_Assignment_
Return each entry precisely as it appears below.

===== Provided records =====

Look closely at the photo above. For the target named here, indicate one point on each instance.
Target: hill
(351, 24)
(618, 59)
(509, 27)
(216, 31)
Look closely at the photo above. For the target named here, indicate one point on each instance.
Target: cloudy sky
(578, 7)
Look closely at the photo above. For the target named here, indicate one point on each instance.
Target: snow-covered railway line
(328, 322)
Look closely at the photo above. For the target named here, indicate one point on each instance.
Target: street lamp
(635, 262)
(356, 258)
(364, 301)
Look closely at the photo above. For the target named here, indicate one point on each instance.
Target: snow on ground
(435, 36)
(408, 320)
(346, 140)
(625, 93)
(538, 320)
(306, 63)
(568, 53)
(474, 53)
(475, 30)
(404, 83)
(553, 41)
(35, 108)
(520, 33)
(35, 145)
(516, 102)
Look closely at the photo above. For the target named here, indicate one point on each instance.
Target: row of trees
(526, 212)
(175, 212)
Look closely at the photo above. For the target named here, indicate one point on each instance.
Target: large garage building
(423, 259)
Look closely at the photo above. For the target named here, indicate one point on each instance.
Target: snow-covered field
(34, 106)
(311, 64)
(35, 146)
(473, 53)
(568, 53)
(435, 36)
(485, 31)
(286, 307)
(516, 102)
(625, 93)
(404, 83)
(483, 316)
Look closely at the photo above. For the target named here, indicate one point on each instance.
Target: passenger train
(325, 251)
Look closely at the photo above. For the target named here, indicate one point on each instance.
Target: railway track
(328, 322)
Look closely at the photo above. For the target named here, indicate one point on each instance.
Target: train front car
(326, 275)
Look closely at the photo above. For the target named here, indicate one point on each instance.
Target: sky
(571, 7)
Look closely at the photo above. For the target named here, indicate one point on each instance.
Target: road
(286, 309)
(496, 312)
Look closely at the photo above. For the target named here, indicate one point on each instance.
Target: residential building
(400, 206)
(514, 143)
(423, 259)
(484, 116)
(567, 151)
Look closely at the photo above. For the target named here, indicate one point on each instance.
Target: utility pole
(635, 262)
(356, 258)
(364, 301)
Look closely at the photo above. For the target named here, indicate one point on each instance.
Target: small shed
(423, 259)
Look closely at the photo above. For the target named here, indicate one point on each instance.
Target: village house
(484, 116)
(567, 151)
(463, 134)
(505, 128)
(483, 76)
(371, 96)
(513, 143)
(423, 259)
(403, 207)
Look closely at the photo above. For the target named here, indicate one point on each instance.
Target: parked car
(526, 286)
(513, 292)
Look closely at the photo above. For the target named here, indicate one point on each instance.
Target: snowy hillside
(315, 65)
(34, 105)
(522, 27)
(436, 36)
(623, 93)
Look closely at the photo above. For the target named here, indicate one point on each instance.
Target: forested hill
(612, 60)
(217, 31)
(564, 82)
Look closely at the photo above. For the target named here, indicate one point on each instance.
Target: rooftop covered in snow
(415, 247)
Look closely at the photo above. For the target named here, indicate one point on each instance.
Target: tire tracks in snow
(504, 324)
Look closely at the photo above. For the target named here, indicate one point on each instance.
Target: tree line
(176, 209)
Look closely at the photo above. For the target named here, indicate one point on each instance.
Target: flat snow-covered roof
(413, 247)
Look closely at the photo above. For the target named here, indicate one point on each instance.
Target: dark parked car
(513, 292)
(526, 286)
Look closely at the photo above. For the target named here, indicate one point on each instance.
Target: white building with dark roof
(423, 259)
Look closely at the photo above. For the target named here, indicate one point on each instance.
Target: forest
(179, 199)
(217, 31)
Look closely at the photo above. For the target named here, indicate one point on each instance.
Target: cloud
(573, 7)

=====

_Answer space_
Look closely at the photo above. For the target named here, indicate one point on each instance.
Target: hill
(351, 24)
(618, 59)
(509, 27)
(216, 31)
Look closely at the photo above. For the target named here, indicate one point on each instance.
Target: cloudy sky
(578, 7)
Look closely at the photo above. For the target named here, indicate one point on each instance.
Target: snow-covered railway line
(328, 322)
Look closely at the photo above. For the target named here, indicate one point on each instance.
Target: street lamp
(635, 262)
(356, 258)
(364, 301)
Look closely at the photo above. For the target named here, indicate one point on each instance.
Target: snow on ground
(435, 36)
(408, 320)
(346, 140)
(625, 93)
(538, 320)
(306, 63)
(568, 53)
(474, 53)
(475, 30)
(404, 83)
(553, 41)
(35, 108)
(520, 33)
(35, 145)
(516, 102)
Look closely at the photo above. For the target named here, indicate one point on each instance.
Target: row of trees
(526, 212)
(175, 212)
Look closely at the photo above. For the target named here, indicate one point on each instance.
Target: large garage building
(423, 259)
Look closely at the photo above. For the target named here, indicate one point on each instance.
Target: snow-covered field
(34, 106)
(311, 64)
(35, 146)
(473, 53)
(568, 53)
(435, 36)
(485, 31)
(286, 307)
(516, 102)
(625, 93)
(404, 83)
(483, 316)
Look closely at the photo above. For the target named here, indicate one point on each instance.
Target: passenger train
(325, 251)
Look closely at the photo above. For the target named here, indicate one point on each instance.
Target: railway track
(328, 322)
Look closely at the photo above. For the target named here, indicate one point on each instance.
Target: train front car
(326, 275)
Look closely at the photo above. For the target named here, indicate one point on each instance.
Target: sky
(571, 7)
Look closely at the photo above. For the target named here, indicate one point on each instance.
Target: road
(286, 309)
(496, 312)
Look closely at the photo above. For the target named here, indicate one point on each instance.
Target: residential building
(400, 206)
(514, 143)
(423, 259)
(484, 116)
(567, 151)
Look closely at the photo above. For the target named here, indicate one point on each instance.
Target: utility pole
(635, 262)
(356, 258)
(364, 301)
Look closely at the photo above. For the target named here, indicate one point on each instance.
Target: small shed
(423, 259)
Look closely at the photo above. For the target named here, indicate one point on each instance.
Target: village house
(484, 116)
(567, 151)
(463, 134)
(505, 128)
(483, 76)
(371, 96)
(513, 143)
(423, 259)
(403, 207)
Look closely at the photo above. For the target named here, indicate one point on each instance.
Target: parked car
(526, 286)
(513, 292)
Look closely at the photo above. For the target named here, indicate one point on each instance.
Target: snowy hillside
(315, 65)
(34, 105)
(522, 27)
(436, 36)
(623, 93)
Look closely at the photo above. For the target named here, indicate one point on each instance.
Target: forested hill
(612, 60)
(217, 31)
(564, 82)
Look closely at the photo above. For the target named here, indicate one point on each instance.
Target: rooftop covered in snow
(415, 247)
Look closely at the photo above. For the target named here, indicate one point on each instance.
Target: tire tracks in snow
(504, 324)
Look closely at the photo above. For the target named here, indicate one point on each instance.
Target: tree line
(176, 209)
Look closely at the photo above. For the target named here, indicate one point on each instance.
Target: flat snow-covered roof
(413, 247)
Look closely at the photo above. For the target named here, indicate one point on each instance.
Target: dark parked car
(513, 292)
(526, 286)
Look closely at the photo above. For the target named here, indicate one point on each instance.
Target: white building with dark roof
(423, 259)
Look closely at the photo above. For the target named here, indicate one point on each instance.
Target: forest
(179, 199)
(217, 31)
Look closely at the photo above. For the target named here, indicate one point on each instance.
Target: cloud
(573, 7)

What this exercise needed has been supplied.